* _Your instructions_
Exactly reproduce each record listed below.

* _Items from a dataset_
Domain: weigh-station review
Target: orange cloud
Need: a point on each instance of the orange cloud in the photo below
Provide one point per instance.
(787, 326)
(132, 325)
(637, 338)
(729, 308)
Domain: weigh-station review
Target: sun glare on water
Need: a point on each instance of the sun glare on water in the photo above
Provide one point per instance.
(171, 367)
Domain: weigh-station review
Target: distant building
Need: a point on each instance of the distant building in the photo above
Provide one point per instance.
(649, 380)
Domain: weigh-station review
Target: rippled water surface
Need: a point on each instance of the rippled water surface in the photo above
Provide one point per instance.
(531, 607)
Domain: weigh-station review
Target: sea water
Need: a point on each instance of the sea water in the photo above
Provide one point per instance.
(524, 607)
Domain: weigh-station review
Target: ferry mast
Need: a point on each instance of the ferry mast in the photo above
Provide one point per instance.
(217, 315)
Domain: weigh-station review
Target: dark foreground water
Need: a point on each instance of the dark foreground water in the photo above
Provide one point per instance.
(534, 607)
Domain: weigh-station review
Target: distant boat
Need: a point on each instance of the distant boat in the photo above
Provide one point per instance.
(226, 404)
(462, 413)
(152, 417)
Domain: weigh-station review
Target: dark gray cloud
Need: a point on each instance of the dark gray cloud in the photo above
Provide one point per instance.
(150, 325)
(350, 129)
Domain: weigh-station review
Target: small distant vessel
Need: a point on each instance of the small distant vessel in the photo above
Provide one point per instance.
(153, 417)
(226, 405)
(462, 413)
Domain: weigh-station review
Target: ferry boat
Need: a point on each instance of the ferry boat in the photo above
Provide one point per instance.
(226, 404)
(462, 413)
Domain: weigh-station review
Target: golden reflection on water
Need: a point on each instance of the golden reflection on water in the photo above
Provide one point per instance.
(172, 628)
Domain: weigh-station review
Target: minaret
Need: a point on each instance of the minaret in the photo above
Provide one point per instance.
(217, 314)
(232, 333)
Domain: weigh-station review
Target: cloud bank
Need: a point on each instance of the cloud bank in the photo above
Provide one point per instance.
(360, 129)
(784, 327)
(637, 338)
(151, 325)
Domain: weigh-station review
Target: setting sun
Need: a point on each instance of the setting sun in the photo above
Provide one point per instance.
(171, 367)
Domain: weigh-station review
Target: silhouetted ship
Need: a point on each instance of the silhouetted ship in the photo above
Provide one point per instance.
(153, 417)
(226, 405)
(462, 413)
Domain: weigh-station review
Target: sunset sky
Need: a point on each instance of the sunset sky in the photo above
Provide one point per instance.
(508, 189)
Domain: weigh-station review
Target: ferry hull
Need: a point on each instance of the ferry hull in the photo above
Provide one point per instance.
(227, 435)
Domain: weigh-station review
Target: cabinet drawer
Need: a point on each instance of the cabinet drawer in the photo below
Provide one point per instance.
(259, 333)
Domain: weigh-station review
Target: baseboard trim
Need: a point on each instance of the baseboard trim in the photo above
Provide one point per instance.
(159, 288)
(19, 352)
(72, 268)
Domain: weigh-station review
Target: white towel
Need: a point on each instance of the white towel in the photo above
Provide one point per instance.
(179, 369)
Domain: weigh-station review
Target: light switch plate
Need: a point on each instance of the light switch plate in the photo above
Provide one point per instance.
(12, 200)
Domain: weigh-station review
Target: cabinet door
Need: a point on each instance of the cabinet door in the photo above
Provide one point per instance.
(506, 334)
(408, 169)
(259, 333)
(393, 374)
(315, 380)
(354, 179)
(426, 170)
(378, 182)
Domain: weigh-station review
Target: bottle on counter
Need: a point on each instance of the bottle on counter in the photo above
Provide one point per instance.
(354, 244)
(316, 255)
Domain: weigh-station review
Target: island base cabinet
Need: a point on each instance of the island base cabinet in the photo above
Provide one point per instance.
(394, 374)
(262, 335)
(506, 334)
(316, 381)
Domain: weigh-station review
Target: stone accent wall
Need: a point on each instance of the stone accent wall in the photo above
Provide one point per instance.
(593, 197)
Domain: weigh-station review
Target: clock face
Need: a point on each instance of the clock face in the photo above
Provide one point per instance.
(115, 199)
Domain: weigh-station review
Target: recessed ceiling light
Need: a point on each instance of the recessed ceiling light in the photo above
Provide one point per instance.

* _Finished answer_
Domain: weigh-station review
Target: orange cloud
Need: a point on each instance of the orange cloud in the photo below
Provide one point per instance.
(787, 326)
(132, 325)
(637, 338)
(729, 308)
Domain: weigh-station review
Target: sun glare on water
Need: a point on each instance of the sun glare on water in the photo above
Provide one point per instance.
(171, 367)
Domain: weigh-station review
Target: distant building
Need: a point on each instance of the distant building in the photo above
Provide one point per instance.
(649, 380)
Domain: weigh-station review
Target: rippled water surface
Need: a point on each instance of the rippled water surface in the photo above
Provide one point per instance.
(531, 607)
Domain: weigh-station review
Target: sea water
Need: a point on each instance of the sea water in the photo above
Provide one point per instance.
(524, 607)
Domain: weigh-station review
Target: ferry mast
Need: a point on each instance of the ferry mast in the photo above
Provide one point per instance.
(217, 315)
Domain: weigh-station review
Target: dark foreground water
Need: a point on each instance of the dark foreground water in the photo above
Provide one point per instance.
(534, 607)
Domain: weigh-station review
Target: distant boat
Need: a point on each instance of the distant boat in the photo above
Provide one point per instance.
(226, 404)
(462, 413)
(152, 417)
Domain: weigh-station review
Target: dark gray cloud
Need: a point on each instance of the dark gray cloud in the photo above
Provide one point per instance.
(150, 325)
(350, 129)
Domain: weigh-station review
Target: small distant vessel
Need: a point on each instance of the small distant vessel in the photo above
Provide one point per instance.
(153, 417)
(226, 405)
(462, 413)
Domain: weigh-station review
Target: ferry boat
Need: a point on each instance of the ferry boat in the photo above
Provide one point per instance.
(226, 404)
(462, 413)
Domain: weigh-station review
Target: golden reflection on water
Need: a point on each instance of the golden reflection on water in the photo above
Provide one point per instance.
(172, 628)
Domain: weigh-station review
Target: minaret
Need: a point on each instance of the minaret in the photo above
Provide one point per instance.
(217, 314)
(232, 333)
Domain: weigh-station review
Target: cloud bank
Need: a point on each instance of the cloud bank in the photo above
Provide one point per instance.
(360, 129)
(784, 327)
(637, 338)
(151, 325)
Domain: weigh-station review
Target: setting sun
Need: a point on each instance of the setting sun in the photo above
Provide one point per instance.
(171, 367)
Domain: weigh-station review
Target: silhouetted ship
Need: a point on each instance of the silhouetted ship in the photo above
Provide one point per instance.
(153, 417)
(226, 405)
(462, 413)
Domain: weigh-station review
Target: sunset sky
Need: a point on each instance of the sunset sky in the photo above
Provide one point per instance.
(508, 189)
Domain: weigh-station review
Target: ferry hull
Need: a point on each instance of the ferry hull in the photo above
Provide one point per instance.
(227, 435)
Domain: weigh-station review
Target: cabinet drawer
Need: a point on each instance of the cabinet drawer in the photo below
Provide one point per instance.
(259, 333)
Domain: weigh-station review
Target: baseboard trim
Need: a point on each instance of the baseboard trim in the photo above
Provide one point per instance.
(159, 288)
(19, 352)
(72, 268)
Domain: weigh-station review
Target: white towel
Need: a point on each instance of the white towel in the photo above
Provide one point per instance.
(179, 369)
Domain: weigh-station review
Target: light switch plate
Need: a point on each instance of the light switch plate in the photo above
Provide one point per instance.
(12, 200)
Domain: weigh-station review
Target: cabinet door
Need: a point on each instance of the cabinet door in the photo above
Provide one point per instance.
(506, 334)
(408, 169)
(259, 333)
(393, 374)
(315, 380)
(354, 179)
(426, 170)
(378, 182)
Domain: weigh-station review
Target: bottle on counter
Need: a point on each instance of the bottle on counter in the photo above
Provide one point per instance.
(354, 244)
(316, 255)
Domain: weigh-station review
Target: island base cabinet
Need: a point on each instance of the island base cabinet in the photo above
Provide one point per instance.
(394, 374)
(262, 335)
(506, 334)
(316, 381)
Domain: weigh-station review
Target: stone accent wall
Need: a point on each instance of the stone accent wall in the photo above
Provide one point per instance.
(593, 197)
Domain: weigh-station review
Target: clock face
Need: a point on each instance of the clock face in the photo above
Provide one point per instance.
(115, 199)
Domain: weigh-station review
Target: recessed ceiling light
Need: a point on each instance of the recessed ceiling light in the photo above
Provide one point per instance.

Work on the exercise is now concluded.